→ PARTES DO EXERCÍCIO
1. Por favor, imprima sem alterações a parte do texto sobre sindicalismo rural que começa nas palavras "O sindicalismo no" e termina depois de "de sua profissão.".
2. Segundo o texto sobre sindicalismo rural, o que o agricultor precisa ter ou comprovar para se associar ao sindicato?

··· EXTRATO DA PÁGINA ···

O sindicalismo no apoio a agricultura familiar



Os Sindicatos dos Trabalhadores Rurais (STRs) visam assegurar os direitos dos pequenos produtores do campo. Dessa forma, oferecem informações e benefícios a essa classe trabalhadora. Para se associar ao sindicato, o agricultor precisa ter a documentação da terra e comprovar o exercício de sua profissão.


José Martins Santana, 58 anos, agricultor e presidente do STR de Carpina (cidade localizada na Mata Norte de Pernambuco) aponta que a agricultura familiar “vai manter os agricultores, as mulheres e os homens na área rural, na sua propriedade, dando sustentabilidade para o produtor não sair da terra, e produzir para gerar sua renda”. 


O sindicalismo rural visa solucionar os problemas enfrentados pelos agricultores, mediante ações que proporcionem benefícios à categoria dos trabalhadores rurais. “O trabalho do sindicato é organizar os trabalhadores, no caso, os agricultores. E incentivá-los a produzir e comercializar”, aponta Martins. O presidente do sindicato também enfatiza a necessidade de capacitar os agricultores, de modo a instruí-los a se associarem às cooperativas para que os atravessadores não tirem proveito de sua produção. 


Na cadeia produtiva, o atravessador atua como intermediário entre os produtores e consumidores finais no que se refere à comercialização dos alimentos. Entretanto, na maioria das vezes, eles prejudicam os agricultores familiares à medida que reduzem as margens de lucro para os produtores e aumentam os preços para os consumidores. De acordo com a economista Monaliza, o agricultor familiar passa a produção a um valor baixo e os supermercados repassam a um valor bem mais alto.

··· MATERIAL REUNIDO ···

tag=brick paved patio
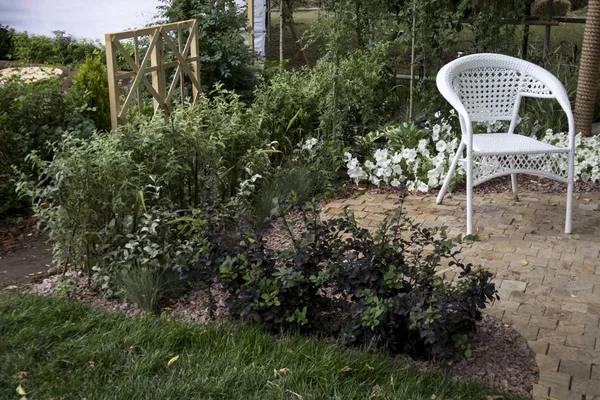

···

→ RESPOSTAS DAS TAREFAS
1.
O sindicalismo no apoio a agricultura familiar



Os Sindicatos dos Trabalhadores Rurais (STRs) visam assegurar os direitos dos pequenos produtores do campo. Dessa forma, oferecem informações e benefícios a essa classe trabalhadora. Para se associar ao sindicato, o agricultor precisa ter a documentação da terra e comprovar o exercício de sua profissão.

2. Precisa ter a documentação da terra e comprovar o exercício de sua profissão.